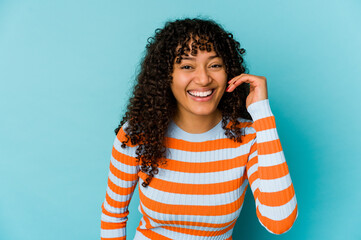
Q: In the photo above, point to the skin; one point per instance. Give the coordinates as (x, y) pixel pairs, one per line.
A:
(203, 72)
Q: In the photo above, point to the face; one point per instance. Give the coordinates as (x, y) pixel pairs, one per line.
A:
(199, 83)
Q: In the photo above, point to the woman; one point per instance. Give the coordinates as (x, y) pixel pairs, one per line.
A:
(196, 131)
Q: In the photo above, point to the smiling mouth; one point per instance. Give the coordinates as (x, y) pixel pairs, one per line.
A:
(199, 94)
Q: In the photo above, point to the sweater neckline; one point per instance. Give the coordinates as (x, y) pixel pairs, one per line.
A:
(176, 132)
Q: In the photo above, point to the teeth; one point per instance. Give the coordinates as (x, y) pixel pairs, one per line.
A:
(200, 94)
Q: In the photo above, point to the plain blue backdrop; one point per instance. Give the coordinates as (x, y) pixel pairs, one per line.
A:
(66, 71)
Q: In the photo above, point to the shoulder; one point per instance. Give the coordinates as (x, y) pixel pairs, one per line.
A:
(122, 135)
(246, 125)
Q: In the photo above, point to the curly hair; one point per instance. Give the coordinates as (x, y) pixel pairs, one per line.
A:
(152, 106)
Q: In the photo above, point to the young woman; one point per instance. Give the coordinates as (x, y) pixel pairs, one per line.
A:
(196, 131)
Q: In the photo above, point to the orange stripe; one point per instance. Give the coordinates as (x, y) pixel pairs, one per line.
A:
(116, 215)
(152, 235)
(253, 177)
(269, 147)
(273, 172)
(274, 199)
(196, 232)
(111, 225)
(218, 210)
(278, 227)
(145, 217)
(206, 167)
(125, 159)
(187, 223)
(122, 137)
(120, 190)
(264, 123)
(122, 175)
(114, 203)
(197, 189)
(252, 161)
(205, 146)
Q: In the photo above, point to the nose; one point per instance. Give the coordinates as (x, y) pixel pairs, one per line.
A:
(202, 76)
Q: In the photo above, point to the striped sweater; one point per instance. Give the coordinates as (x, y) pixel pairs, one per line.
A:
(199, 193)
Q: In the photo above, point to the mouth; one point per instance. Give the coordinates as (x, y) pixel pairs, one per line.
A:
(201, 96)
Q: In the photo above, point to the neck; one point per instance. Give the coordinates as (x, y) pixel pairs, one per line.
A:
(197, 124)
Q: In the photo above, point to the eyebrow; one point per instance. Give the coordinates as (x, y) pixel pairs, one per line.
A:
(193, 58)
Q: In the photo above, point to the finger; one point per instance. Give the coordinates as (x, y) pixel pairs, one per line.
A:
(238, 82)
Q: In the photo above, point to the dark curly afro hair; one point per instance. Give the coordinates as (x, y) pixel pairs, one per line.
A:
(153, 105)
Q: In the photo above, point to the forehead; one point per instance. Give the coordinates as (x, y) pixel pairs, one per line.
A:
(191, 48)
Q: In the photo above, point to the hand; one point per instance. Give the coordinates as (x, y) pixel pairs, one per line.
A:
(258, 87)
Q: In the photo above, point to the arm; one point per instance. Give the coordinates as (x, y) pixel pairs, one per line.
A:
(122, 180)
(268, 174)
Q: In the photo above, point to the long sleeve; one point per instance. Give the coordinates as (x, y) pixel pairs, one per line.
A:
(268, 174)
(122, 180)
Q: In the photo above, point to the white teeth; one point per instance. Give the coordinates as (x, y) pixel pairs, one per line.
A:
(200, 94)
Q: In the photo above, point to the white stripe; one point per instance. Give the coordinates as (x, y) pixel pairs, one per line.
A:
(252, 170)
(113, 233)
(200, 178)
(192, 199)
(277, 213)
(275, 185)
(120, 182)
(255, 185)
(113, 209)
(208, 156)
(192, 218)
(124, 167)
(202, 228)
(267, 135)
(117, 197)
(140, 236)
(106, 218)
(271, 159)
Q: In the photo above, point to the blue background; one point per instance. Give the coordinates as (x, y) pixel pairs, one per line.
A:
(66, 70)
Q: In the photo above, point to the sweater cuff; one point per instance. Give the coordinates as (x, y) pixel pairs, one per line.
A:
(260, 109)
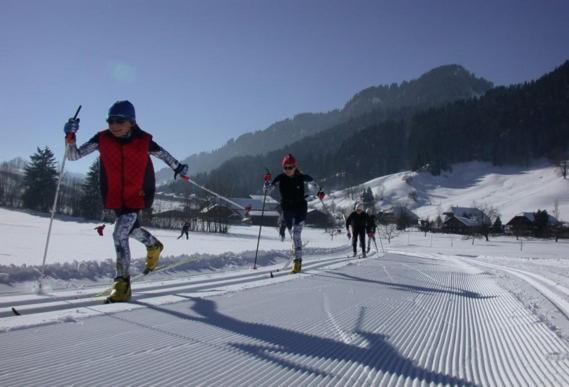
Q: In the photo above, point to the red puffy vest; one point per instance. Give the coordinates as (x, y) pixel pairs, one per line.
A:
(127, 174)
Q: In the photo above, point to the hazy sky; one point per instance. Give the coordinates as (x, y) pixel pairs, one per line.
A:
(202, 72)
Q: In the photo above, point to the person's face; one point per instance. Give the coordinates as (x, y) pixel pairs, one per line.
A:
(119, 127)
(289, 169)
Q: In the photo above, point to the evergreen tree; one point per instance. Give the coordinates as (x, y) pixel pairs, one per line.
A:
(91, 202)
(40, 181)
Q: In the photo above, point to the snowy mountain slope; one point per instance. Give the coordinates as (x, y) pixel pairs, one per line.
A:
(396, 320)
(510, 190)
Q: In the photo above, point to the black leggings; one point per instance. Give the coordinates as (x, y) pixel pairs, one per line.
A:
(359, 233)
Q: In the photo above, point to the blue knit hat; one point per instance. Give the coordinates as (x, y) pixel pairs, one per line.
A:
(123, 109)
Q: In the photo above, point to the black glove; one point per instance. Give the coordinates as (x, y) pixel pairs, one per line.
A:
(181, 169)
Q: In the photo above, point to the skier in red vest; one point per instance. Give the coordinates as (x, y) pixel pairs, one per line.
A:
(127, 184)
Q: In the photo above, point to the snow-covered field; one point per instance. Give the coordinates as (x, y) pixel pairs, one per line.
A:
(510, 190)
(433, 310)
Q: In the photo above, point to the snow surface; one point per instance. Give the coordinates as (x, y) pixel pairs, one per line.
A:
(511, 190)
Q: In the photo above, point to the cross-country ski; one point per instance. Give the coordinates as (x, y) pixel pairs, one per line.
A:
(284, 193)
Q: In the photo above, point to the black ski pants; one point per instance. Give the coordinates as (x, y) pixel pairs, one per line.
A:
(358, 233)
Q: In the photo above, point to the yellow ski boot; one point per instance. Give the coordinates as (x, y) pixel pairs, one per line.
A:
(153, 256)
(120, 291)
(297, 266)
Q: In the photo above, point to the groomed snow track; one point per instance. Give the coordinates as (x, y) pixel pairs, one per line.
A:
(390, 321)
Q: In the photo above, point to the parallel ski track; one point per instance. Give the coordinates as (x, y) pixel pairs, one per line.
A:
(28, 304)
(397, 321)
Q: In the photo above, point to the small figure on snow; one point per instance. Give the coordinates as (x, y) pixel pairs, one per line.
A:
(185, 229)
(371, 229)
(293, 203)
(358, 220)
(100, 229)
(127, 184)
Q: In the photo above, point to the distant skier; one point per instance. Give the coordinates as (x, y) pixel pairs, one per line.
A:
(358, 220)
(127, 184)
(293, 203)
(100, 229)
(371, 228)
(185, 229)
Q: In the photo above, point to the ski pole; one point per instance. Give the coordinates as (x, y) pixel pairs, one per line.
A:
(68, 140)
(187, 178)
(267, 180)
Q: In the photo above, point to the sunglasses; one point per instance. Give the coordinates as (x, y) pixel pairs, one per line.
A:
(119, 121)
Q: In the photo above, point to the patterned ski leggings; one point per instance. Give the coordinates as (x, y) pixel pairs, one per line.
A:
(127, 226)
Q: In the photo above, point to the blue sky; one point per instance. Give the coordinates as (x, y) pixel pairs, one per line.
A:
(202, 72)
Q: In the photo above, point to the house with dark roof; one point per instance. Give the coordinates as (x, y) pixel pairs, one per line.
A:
(465, 220)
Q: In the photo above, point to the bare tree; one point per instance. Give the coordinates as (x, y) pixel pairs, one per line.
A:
(563, 166)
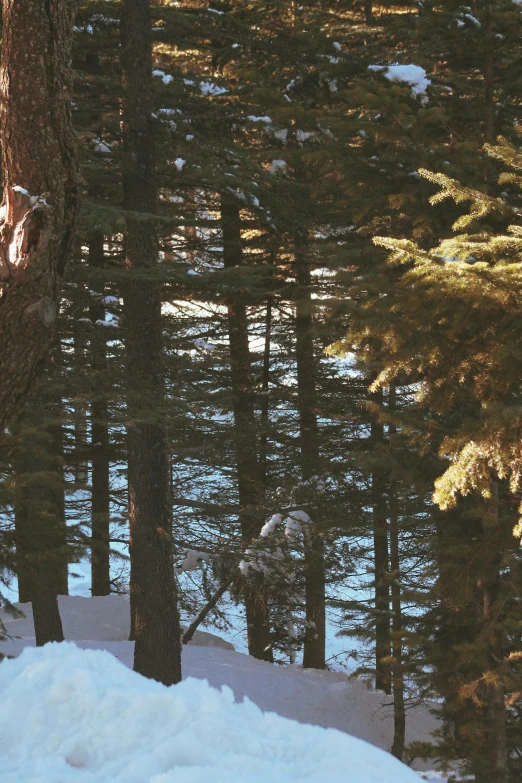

────────

→ WHAT YOU ARE ASKED TO DO
Scan the entries above. Copy each line that has the string "curly".

→ EXERCISE SOLUTION
Q: In the photo above, point to the curly hair; one point per instance. Give the coordinates as (x, y) pixel pairs, one per line.
Q: In the photo above, point to the dark curly afro hair; one point per instance. Give the coordinates as (x, y) pixel pairs, one per line.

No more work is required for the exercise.